STATED EXERCISE: Report every line in the records below that contains the word "exterior", copying each such line in full.
══ DATA TO USE ══
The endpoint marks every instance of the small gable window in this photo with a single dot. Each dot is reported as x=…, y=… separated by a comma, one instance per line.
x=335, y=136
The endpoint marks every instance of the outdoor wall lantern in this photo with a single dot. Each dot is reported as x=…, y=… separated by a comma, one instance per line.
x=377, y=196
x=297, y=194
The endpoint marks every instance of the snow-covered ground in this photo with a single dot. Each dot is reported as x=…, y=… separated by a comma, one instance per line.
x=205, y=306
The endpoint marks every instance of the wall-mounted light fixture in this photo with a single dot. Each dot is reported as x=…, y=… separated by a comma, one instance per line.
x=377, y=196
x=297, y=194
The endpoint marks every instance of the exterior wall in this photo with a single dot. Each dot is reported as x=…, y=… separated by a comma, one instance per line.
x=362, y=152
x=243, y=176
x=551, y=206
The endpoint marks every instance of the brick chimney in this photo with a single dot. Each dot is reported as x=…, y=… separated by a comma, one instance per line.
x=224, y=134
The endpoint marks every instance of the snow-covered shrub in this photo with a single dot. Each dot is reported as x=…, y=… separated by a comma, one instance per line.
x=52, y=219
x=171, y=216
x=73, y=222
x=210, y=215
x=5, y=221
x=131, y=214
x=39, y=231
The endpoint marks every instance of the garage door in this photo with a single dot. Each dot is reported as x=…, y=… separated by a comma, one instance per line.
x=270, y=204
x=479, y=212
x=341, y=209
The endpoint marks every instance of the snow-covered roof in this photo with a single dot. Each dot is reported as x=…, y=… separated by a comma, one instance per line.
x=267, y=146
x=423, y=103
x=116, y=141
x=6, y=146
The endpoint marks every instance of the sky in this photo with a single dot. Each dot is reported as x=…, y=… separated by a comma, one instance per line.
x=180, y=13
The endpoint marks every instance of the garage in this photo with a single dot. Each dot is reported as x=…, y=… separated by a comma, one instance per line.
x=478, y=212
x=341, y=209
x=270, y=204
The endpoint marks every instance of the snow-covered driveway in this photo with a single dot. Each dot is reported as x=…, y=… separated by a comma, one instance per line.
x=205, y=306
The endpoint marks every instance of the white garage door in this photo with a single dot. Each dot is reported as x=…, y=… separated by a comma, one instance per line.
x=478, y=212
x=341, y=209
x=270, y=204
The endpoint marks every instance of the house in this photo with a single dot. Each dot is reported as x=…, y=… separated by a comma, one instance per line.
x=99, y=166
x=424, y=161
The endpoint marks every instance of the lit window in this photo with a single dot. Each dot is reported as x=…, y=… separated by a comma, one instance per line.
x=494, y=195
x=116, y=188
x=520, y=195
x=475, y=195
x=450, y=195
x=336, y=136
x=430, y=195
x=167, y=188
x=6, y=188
═══
══ DATA TO USE ══
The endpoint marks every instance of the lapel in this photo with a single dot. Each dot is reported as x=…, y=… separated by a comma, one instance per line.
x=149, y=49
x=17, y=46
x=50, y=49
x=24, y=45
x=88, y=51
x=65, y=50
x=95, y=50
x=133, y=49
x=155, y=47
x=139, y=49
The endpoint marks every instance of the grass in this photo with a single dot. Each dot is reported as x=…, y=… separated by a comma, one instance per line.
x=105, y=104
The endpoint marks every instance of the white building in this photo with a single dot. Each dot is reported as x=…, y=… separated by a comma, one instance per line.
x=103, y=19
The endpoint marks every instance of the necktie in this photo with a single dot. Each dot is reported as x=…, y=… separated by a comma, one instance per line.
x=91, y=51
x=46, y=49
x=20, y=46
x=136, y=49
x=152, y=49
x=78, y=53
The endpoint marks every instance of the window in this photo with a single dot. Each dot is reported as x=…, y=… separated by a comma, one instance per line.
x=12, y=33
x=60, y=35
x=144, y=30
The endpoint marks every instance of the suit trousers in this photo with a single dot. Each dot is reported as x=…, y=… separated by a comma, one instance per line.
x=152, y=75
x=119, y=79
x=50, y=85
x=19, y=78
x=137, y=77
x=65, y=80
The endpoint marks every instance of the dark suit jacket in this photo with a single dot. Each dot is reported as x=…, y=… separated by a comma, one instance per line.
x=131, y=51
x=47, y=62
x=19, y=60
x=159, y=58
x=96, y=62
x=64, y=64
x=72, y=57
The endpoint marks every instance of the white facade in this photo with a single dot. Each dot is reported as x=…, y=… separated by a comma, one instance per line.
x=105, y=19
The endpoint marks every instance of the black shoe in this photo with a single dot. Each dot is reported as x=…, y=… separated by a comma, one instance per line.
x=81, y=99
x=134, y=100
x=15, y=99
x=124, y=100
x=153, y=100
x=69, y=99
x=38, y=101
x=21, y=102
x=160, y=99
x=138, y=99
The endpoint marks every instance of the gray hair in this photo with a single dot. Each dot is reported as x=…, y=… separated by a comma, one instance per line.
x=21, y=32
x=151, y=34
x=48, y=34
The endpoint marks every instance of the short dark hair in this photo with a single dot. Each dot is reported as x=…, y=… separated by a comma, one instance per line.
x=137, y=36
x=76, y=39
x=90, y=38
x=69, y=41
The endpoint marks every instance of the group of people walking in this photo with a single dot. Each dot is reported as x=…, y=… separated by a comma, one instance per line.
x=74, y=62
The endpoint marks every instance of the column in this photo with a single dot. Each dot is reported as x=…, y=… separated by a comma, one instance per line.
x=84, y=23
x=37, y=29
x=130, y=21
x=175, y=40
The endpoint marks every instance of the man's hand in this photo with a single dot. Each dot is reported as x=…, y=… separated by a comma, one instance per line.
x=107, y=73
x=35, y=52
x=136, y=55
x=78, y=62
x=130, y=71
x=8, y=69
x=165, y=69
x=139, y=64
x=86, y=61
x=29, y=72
═══
WRITTEN SOLUTION:
The endpoint marks every instance of the exterior wall in this photo with a single dot. Each dot is reported as x=…, y=… separated by a comma, one instance per line.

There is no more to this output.